→ **EXERCISE DETAILS**
Return each line of the entries that mentions the word "dropping".

- - -

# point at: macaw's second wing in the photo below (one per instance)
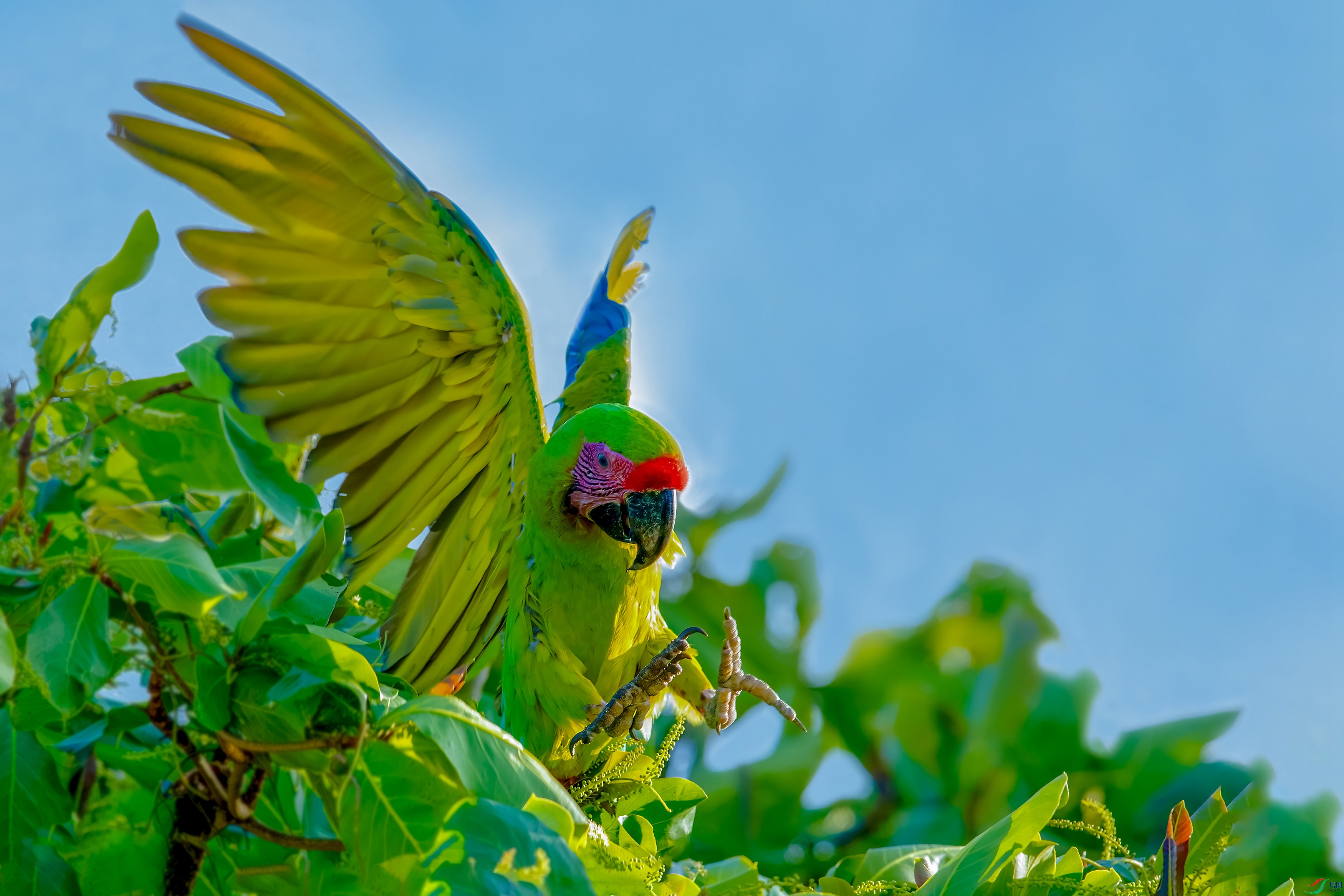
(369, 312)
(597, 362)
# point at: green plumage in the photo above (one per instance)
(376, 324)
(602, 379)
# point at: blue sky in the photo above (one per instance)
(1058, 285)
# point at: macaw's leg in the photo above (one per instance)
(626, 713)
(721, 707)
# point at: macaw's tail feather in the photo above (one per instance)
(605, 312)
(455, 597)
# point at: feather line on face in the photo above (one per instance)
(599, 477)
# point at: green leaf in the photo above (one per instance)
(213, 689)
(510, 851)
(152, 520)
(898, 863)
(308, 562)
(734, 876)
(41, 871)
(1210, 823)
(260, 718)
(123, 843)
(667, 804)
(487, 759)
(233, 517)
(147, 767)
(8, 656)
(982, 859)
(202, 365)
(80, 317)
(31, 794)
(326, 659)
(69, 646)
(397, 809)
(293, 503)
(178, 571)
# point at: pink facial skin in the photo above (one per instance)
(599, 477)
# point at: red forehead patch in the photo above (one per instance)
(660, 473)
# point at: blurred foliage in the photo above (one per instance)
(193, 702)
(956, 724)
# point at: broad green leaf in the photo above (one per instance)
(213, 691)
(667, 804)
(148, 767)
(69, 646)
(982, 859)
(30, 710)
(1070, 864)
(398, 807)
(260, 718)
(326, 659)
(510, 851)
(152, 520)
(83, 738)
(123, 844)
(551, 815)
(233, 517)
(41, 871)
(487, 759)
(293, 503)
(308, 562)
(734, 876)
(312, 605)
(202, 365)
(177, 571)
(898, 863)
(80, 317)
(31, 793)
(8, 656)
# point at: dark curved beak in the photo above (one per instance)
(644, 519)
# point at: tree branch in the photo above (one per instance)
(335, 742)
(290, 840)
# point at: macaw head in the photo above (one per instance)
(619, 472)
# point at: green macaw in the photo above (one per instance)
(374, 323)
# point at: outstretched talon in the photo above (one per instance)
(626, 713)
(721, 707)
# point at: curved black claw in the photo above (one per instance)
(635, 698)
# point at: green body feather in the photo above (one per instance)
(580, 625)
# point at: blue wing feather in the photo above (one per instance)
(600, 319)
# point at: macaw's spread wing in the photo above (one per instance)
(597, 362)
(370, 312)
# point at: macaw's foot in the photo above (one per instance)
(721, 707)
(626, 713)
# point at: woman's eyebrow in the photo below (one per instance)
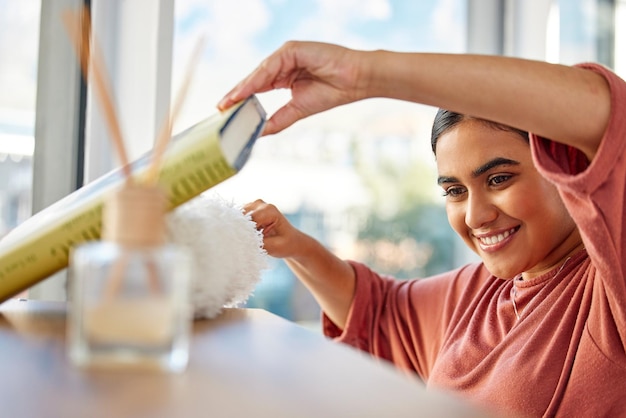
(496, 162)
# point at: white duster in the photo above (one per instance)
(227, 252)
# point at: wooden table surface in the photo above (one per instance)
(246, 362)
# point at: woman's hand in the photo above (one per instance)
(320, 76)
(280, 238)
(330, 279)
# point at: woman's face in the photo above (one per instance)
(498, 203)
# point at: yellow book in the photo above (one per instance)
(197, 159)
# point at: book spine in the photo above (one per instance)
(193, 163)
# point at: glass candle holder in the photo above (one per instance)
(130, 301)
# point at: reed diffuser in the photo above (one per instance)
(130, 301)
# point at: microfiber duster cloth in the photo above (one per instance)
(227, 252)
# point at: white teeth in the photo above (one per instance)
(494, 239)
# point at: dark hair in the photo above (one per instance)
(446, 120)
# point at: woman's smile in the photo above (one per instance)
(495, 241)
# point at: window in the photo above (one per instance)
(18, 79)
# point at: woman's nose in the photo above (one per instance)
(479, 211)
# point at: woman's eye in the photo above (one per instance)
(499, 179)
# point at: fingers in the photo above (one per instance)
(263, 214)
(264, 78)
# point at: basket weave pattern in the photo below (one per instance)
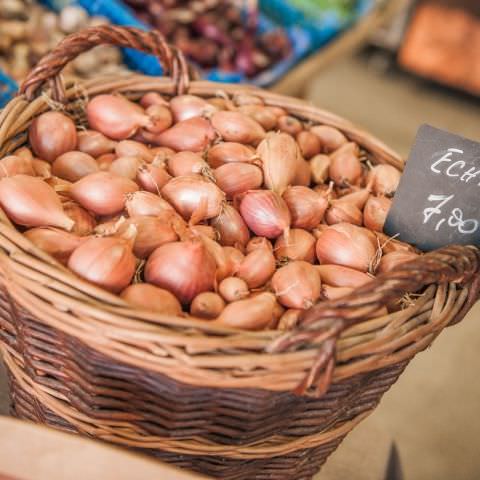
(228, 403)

- - -

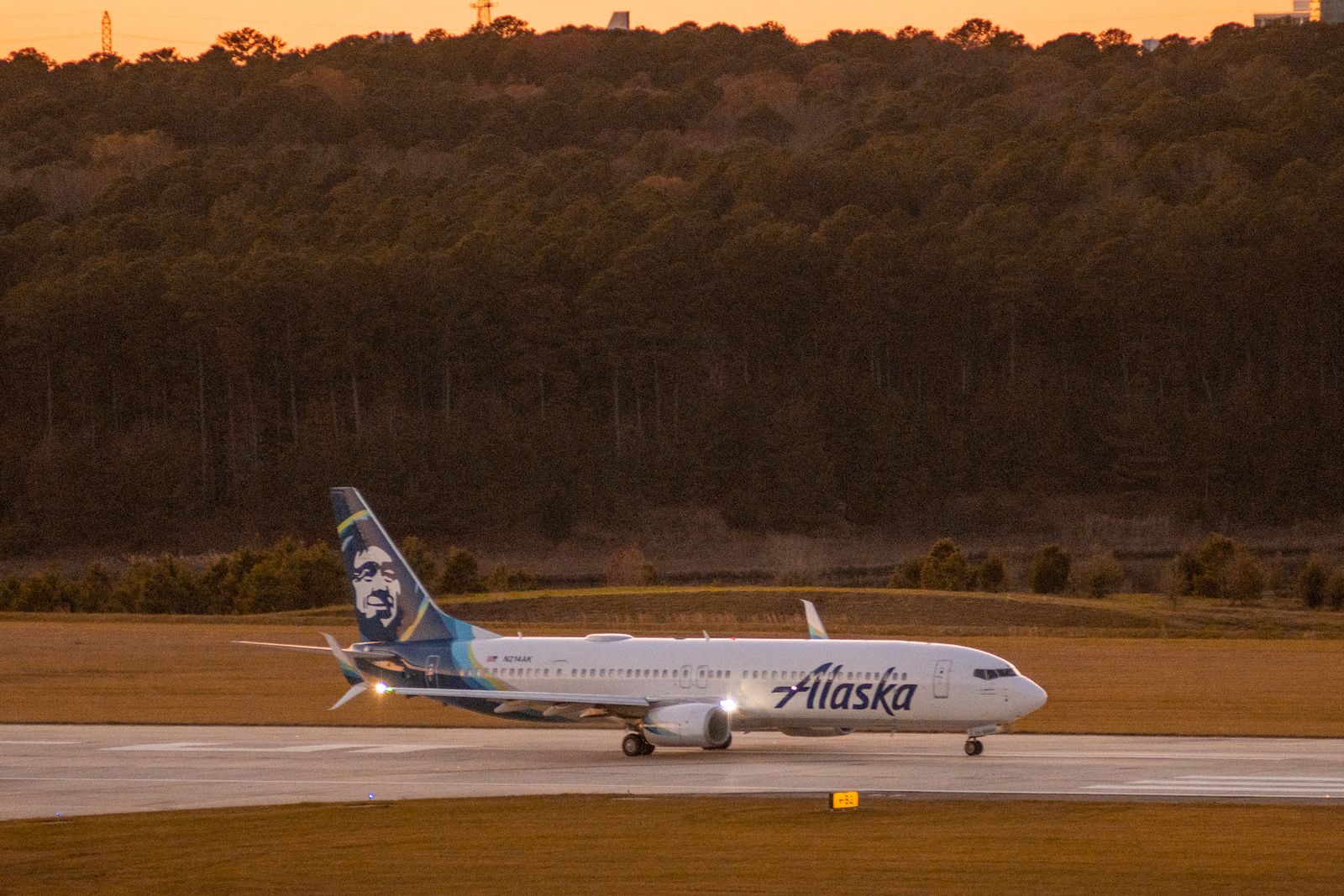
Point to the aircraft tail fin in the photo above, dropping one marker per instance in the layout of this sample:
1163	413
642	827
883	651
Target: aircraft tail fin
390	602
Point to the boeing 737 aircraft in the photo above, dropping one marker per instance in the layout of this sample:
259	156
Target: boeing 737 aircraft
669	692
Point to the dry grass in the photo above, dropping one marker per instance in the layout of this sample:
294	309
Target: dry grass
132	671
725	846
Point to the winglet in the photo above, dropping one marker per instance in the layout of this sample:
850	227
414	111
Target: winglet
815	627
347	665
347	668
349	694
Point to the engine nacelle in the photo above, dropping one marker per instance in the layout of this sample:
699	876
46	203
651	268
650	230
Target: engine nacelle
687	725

- - -

→ **ANSWER BELOW**
Point to the aircraft tail fin in the photo above, dropping one marker per instance in the layout of this sample:
Point to the boeing 737 aircraft in the photo above, dropping one marker per instance in the layout of this sample:
Point to the dry grass in the photo above, dropping one marker per instance in the layout of this sample:
Point to the winglet in the photo above, dropping one marker per instance in the layout of this sample:
Point to the engine nacelle in the photo above, dropping one marker per instance in the layout of this sample:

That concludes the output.